== QUESTIONS ==
1. According to the article on Digg's relaunch, in what year did Digg launch?
2. Please render this sentence from the Digg relaunch article into Spanish: "We knew bots were part of the landscape, but we didn't appreciate the scale, sophistication, or speed at which they'd find us."
3. Summarize the Digg relaunch article in two sentences.

== TEXT SEGMENT ==
Internet legend Digg’s relaunch on hold after deluge of AI slop

Digg.com was once one of the great traffic drivers on the internet, and popularized many iconic memes. (Picture: Digg)
Digg.com is looking to make a reboot with its original founder, after a public beta for the link-sharing site was literally drowned in a sea of AI bots and SEO spam.

— Building on the internet in 2026 is different. We learned that the hard way, writes CEO Justin Mezzell, — We knew bots were part of the landscape, but we didn’t appreciate the scale, sophistication, or speed at which they’d find us. We banned tens of thousands of accounts. We deployed internal tooling and industry-standard external vendors. None of it was enough.

Launched in 2004, as some readers might remember, Digg was once not just viral, but a virality machine. It was one of the original link sharing and commenting platforms that could see massive engagement and send great amounts of traffic to pages getting upvoted.

== SUPPLIED ENTRIES ==
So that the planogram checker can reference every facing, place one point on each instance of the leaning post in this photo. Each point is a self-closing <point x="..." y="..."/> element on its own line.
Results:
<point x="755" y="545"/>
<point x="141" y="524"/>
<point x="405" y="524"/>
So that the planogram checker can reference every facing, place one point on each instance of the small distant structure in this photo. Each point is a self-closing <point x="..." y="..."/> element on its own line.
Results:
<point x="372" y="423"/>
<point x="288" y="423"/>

== RESPONSES BY TASK ==
1. 2004

2. Sabíamos que los bots formaban parte del panorama, pero no apreciamos la escala, la sofisticación ni la velocidad con la que nos encontrarían.

3. Digg, a link-sharing site launched in 2004 that once drove huge amounts of traffic, is planning a reboot with its original founder after its public beta was overwhelmed by AI bots and SEO spam. CEO Justin Mezzell writes that the company banned tens of thousands of accounts and used both internal tools and outside vendors, but none of it was enough.